#### DIRECTION 1
Answer these questions using the review of Kremer's recordings:
(a) On what kind of instruments are the concertos played?
(b) Which contemporary American composer wrote "Caprice Variations"?
(c) Which Caprice does Nathan Milstein's "Paganiniana" treat?
#### DIRECTION 2
Render this sentence from the review of Kremer's recordings in French: "And there is also “A Paganini” (To Paganini), another of those trashings of the classics by Kremer’s good friend, the Soviet composer Alfred Schnittke."
#### DIRECTION 3
Write what comes next in the review of Kremer's recordings, beginning after its final sentence.

-- Start PAGE TEXT --

The concertos are played on modern instruments but in editions informed by the sort of stylistic know-how that goes into the best of today’s period-instrument performances. Withal, the authenticsounding ornaments, lead-ins and cadenzas go for naught within the context of such pallid, dynamically undifferentiated, rhythmically unincisive readings as these.

A more congenial match of performer and repertory finds Kremer in a program of unaccompanied 20th-Century works inspired by the Paganini Caprices (Deutsche Grammophon 415 484, LP or CD). Its major attraction is “Caprice Variations” in which the contemporary American composer George Rochberg takes the themes of various Caprices and bends them into fantastic shapes that often emerge in the recognizable forms of works by Beethoven (the finale of the Seventh Symphony), Brahms (the first movement of the Violin Concerto), Mahler (the scherzo of the Fifth Symphony), a Schubert waltz, a bit of Grappelli-like jazzy schmaltz. It isn’t always obvious precisely what Rochberg is varying (the program notes are woefully uninformative); but the half-hour-long trip through “Caprice Variations”--played with a degree of emotional engagement and variety of tone not often heard from Kremer--is sufficiently enjoyable without further elucidation.

Kremer also offers a more traditional sort of Paganini theme-and-variations exercise: “Paganiniana,” Nathan Milstein’s treatment of the familiar 24th Caprice, dutifully and cleanly executed rather than hurled out in a shower of sparks, as Milstein himself did. And there is also “A Paganini” (To Paganini), another of those trashings of the classics by Kremer’s good friend, the Soviet composer Alfred Schnittke.

-- End PAGE TEXT --
-- Start PROVIDED MATERIAL --

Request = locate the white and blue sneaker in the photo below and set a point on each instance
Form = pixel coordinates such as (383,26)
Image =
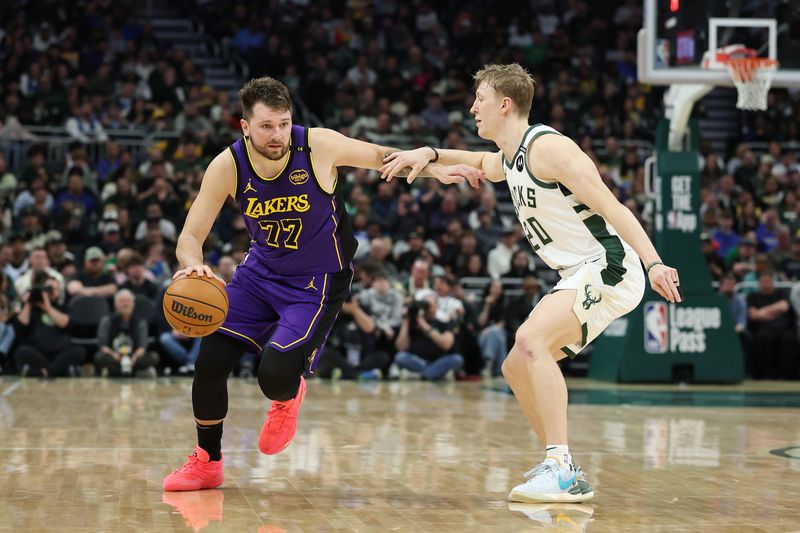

-- End PROVIDED MATERIAL --

#### RIGHT ANSWER 1
(a) Modern instruments.
(b) George Rochberg.
(c) The 24th Caprice.

#### RIGHT ANSWER 2
Et il y a aussi « A Paganini » (À Paganini), un autre de ces saccages des classiques signés par le bon ami de Kremer, le compositeur soviétique Alfred Schnittke.

#### RIGHT ANSWER 3
After Kremer’s stringency it’s refreshing to turn to the fiery playing of Nathan Milstein himself. The master makes his compact disc debut in a digitally remastered coupling of two grand 1960s recordings, the wonderful, still underappreciated Dvorak Concerto and the pretty, all-but-forgotten A-minor Concerto of Karl Goldmark (Angel 47421, CD only). Milstein’s marvelously secure, vibrantly energetic playing makes these works glow with rare brilliance. The Philharmonia Orchestra is sympathetically conducted by Rafael Fruehbeck de Burgos (Dvorak) and Harry Blech (Goldmark).

The joyous insouciance that, as much his phenomenal technique, makes Itzhak Perlman today’s preeminent violinist can be savored in recent compact disc reissues of two 1970s recordings: the Brahms Violin Concerto (Angel CDC 47166), a gorgeously warmhearted collaboration with conductor Carlo Maria Giulini and the Chicago Symphony, and the original, unadulterated 24 Caprices of Paganini’s Opus 1 (Angel CDC 47166), treated not as display pieces pure and simple but as the strikingly original creations of an imaginative, forward-looking composer.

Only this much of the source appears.